ASSIGNMENT 1: In the FOCI text, translate this sentence into Spanish: "The data are divided into chunks by rows, with each cluster node applying FOCI to its data chunk."
ASSIGNMENT 2:
Answer these from the FOCI text:
(a) What does FOCI use at each step in place of the multiple correlation coefficient?
(b) Which argument sets the number of cores used on the host machine?
(c) Which package does the user set up a cluster with for the second kind of parallel computation?
ASSIGNMENT 3: Write the next part of the FOCI text, picking up after its final sentence.

TEXT PROVIDED:
--------------------

FOCI is a forward stepwise algorithm that uses the conditional dependence coefficient (codec
)
at each step, instead of the multiple correlation coefficient
as in ordinary forward stepwise. If stop
== TRUE, the process is stopped at the first instance of
nonpositive codec, thereby selecting a subset of variables. Otherwise, a set of covariates of size
num_features
, ordered according to predictive power (as measured by codec) is produced.
Parallel computation:
The computation can be lengthy, so the package offers two kinds of
parallel computation.
The first, controlled by the argument numCores
,
specifies the number of cores to be used on the host
machine. If at a given step there are k candidate variables
under consideration for inclusion, these k tasks are assigned
to the various cores.
The second approach, controlled by the argument parPlat
("parallel platform"), involves the user first setting up a cluster via
the parallel package. The data are divided into chunks by rows,
with each cluster node applying FOCI to its data chunk. The
union of the results is then formed, and fed through FOCI one more
time to adjust the discrepancies. The idea is that that last step
will not be too lengthy, as the number of candidate variables has
already been reduced. A cluster size of r may actually
produce a speedup factor of more than r (Matloff 2016).

--------------------

PROVIDED DATA:
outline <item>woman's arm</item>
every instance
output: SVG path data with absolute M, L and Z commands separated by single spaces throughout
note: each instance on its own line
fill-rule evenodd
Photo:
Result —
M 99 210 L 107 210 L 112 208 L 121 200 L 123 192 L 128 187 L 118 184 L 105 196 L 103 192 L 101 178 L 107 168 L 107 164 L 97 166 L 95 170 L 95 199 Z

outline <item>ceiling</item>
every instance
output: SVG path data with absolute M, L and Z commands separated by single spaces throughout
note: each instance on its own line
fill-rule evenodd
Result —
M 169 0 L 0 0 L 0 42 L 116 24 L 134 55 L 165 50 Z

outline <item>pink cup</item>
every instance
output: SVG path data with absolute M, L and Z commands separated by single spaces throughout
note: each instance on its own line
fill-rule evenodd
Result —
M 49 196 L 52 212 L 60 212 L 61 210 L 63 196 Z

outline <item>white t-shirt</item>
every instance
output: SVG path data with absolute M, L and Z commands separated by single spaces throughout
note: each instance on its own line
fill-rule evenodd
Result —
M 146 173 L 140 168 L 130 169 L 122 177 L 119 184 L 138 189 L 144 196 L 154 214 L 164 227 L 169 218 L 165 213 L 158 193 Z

--------------------

RESPONSE AREA 1: Los datos se dividen en bloques por filas, y cada nodo del clúster aplica FOCI a su bloque de datos.

RESPONSE AREA 2:
(a) The conditional dependence coefficient (codec).
(b) numCores.
(c) The parallel package.

RESPONSE AREA 3:
Potentially the best speedup is achieved by using the two approaches
together.
The first approach cannot be used on Windows platforms, as
parallel::mcapply
has no effect. Windows users should thus
use the second approach only.
In addition to speed, the second approach is useful for diagnostics, as
the results from the different chunks gives the user an
idea of the degree of sampling variability in the
FOCI results.
In the second approach, a random permutation is applied to the
rows of the dataset, as many datasets are sorted by one or more
columns.
Note that if a certain value of a feature is rare in the
full dataset, it may be absent entirely in some chunk.